WHAT YOU NEED TO DO: Lay out the rows below as a JSON list of strings, with one string per line and any blank lines omitted.

::: INFORMATION GIVEN

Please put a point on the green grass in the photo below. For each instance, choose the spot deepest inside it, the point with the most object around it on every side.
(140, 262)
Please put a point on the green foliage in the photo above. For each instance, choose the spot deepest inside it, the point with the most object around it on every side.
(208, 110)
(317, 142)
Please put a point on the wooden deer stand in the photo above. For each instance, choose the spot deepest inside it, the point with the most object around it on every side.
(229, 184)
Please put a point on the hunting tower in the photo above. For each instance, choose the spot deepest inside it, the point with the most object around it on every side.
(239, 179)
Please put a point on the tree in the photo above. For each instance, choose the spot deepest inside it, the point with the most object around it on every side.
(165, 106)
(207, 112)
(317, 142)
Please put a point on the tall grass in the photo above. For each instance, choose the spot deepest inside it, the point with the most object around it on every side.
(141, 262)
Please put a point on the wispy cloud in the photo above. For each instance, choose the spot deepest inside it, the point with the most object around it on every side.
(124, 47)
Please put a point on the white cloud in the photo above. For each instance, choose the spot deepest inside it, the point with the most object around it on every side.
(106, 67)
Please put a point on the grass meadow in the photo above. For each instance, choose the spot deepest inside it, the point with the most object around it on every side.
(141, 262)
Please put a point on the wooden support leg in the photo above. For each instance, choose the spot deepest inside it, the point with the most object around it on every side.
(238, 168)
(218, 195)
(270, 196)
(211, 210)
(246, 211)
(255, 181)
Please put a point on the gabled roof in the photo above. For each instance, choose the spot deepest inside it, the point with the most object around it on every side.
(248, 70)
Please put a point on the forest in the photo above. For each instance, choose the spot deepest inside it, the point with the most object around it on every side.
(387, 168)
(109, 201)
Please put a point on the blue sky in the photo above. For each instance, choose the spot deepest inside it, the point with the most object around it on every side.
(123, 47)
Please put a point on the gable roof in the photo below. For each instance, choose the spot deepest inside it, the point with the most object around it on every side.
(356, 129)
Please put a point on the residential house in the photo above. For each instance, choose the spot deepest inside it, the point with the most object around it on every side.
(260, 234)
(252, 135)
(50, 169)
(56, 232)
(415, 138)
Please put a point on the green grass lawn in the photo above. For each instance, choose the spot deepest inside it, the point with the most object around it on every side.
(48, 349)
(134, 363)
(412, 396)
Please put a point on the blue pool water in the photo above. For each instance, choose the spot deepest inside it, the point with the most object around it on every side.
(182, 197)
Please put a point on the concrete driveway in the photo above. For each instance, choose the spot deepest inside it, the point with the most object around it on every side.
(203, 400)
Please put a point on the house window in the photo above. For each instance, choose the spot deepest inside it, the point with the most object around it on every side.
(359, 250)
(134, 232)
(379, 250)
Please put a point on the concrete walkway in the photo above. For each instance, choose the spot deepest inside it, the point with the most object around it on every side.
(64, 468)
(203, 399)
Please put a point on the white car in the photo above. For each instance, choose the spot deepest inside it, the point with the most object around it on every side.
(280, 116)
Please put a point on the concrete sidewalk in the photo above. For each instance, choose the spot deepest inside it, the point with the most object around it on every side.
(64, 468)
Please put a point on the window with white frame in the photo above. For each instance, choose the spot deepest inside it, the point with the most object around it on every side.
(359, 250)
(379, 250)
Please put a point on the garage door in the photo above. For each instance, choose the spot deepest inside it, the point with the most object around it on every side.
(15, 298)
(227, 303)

::::::

THE OUTPUT:
[
  "Please put a point on the green grass in the photo below. For each instance, choose the spot deepest inside it, the point with the most object around it on every side.",
  "(140, 262)",
  "Please put a point on the green foliage in the photo above. For each instance, choose the spot deepest inside it, the point with the most object around it on every side.",
  "(208, 110)",
  "(317, 142)",
  "Please put a point on the wooden deer stand in the photo above. For each instance, choose the spot deepest inside it, the point with the most object around it on every side.",
  "(229, 184)",
  "Please put a point on the hunting tower in the photo above. For each instance, choose the spot deepest inside it, the point with the most object around it on every side.",
  "(239, 179)",
  "Please put a point on the tree in the photo above. For each instance, choose the spot deepest inside it, the point with the most object around it on every side.",
  "(165, 106)",
  "(207, 112)",
  "(317, 142)",
  "Please put a point on the tall grass in the photo above. For each instance, choose the spot deepest inside it, the point with the most object around it on every side.",
  "(141, 262)",
  "Please put a point on the wispy cloud in the photo above. For each instance, choose the spot deepest inside it, the point with the most object around it on every side.",
  "(124, 47)",
  "Please put a point on the white cloud in the photo above. For each instance, choose the spot deepest inside it, the point with the most object around it on every side.",
  "(106, 67)",
  "Please put a point on the grass meadow in the photo above. For each instance, choose the spot deepest inside it, the point with the most object around it on every side.",
  "(141, 262)",
  "Please put a point on the wooden support leg in the photo above. For each instance, choose the spot deepest inside it, the point with the most object around it on every side.",
  "(238, 168)",
  "(218, 195)",
  "(270, 196)",
  "(211, 210)",
  "(246, 211)",
  "(255, 181)",
  "Please put a point on the gabled roof in the photo above. For each instance, choose the spot deepest inside it, the point with the most object around it on every side.",
  "(248, 70)",
  "Please put a point on the forest in the photo above. For each instance, choose the spot deepest inside it, the point with the most object around it on every side.",
  "(387, 168)",
  "(109, 201)",
  "Please put a point on the blue sky in the photo above. For each instance, choose the spot deepest inside it, the point with the most object around it on every side.",
  "(123, 47)",
  "Please put a point on the gable roof in the photo below. For each instance, choose the spot deepest inside it, the point with the most object around it on every side.",
  "(356, 129)",
  "Please put a point on the residential house in the photo above. For each instance, choose the spot deepest inside it, the point with the most object around it on every side.",
  "(260, 234)",
  "(252, 135)",
  "(50, 169)",
  "(56, 232)",
  "(415, 138)",
  "Please put a point on the green grass lawn in the photo above. For each instance, choose the spot deepest inside it, the point with the most object around it on every side.",
  "(48, 349)",
  "(134, 363)",
  "(412, 396)",
  "Please put a point on the blue pool water in the photo above. For each instance, choose the spot deepest inside it, the point with the most object around it on every side.",
  "(182, 197)",
  "Please put a point on the concrete driveway in the photo above. For each instance, choose the spot deepest inside it, the point with the most object around it on every side.",
  "(203, 400)",
  "Please put a point on the house window in the photo above. For each instance, choose the spot deepest inside it, the point with the most object around it on every side.",
  "(359, 250)",
  "(134, 232)",
  "(379, 250)",
  "Please put a point on the concrete walkway in the photo above. For each instance, choose the spot deepest inside it, the point with the most object around it on every side.",
  "(64, 468)",
  "(203, 399)",
  "Please put a point on the white car in the photo above. For each instance, choose the spot deepest inside it, the point with the most object around it on every side.",
  "(280, 116)",
  "Please put a point on the concrete sidewalk in the photo above. For each instance, choose the spot deepest inside it, the point with the most object around it on every side.",
  "(64, 468)",
  "Please put a point on the window with white frame in the photo above. For each instance, choose the spot deepest inside it, the point with the most object around it on every side.",
  "(359, 250)",
  "(379, 250)",
  "Please put a point on the garage door in the photo above. For each instance, choose the spot deepest inside it, the point with the most object around it on every side.",
  "(15, 298)",
  "(227, 303)"
]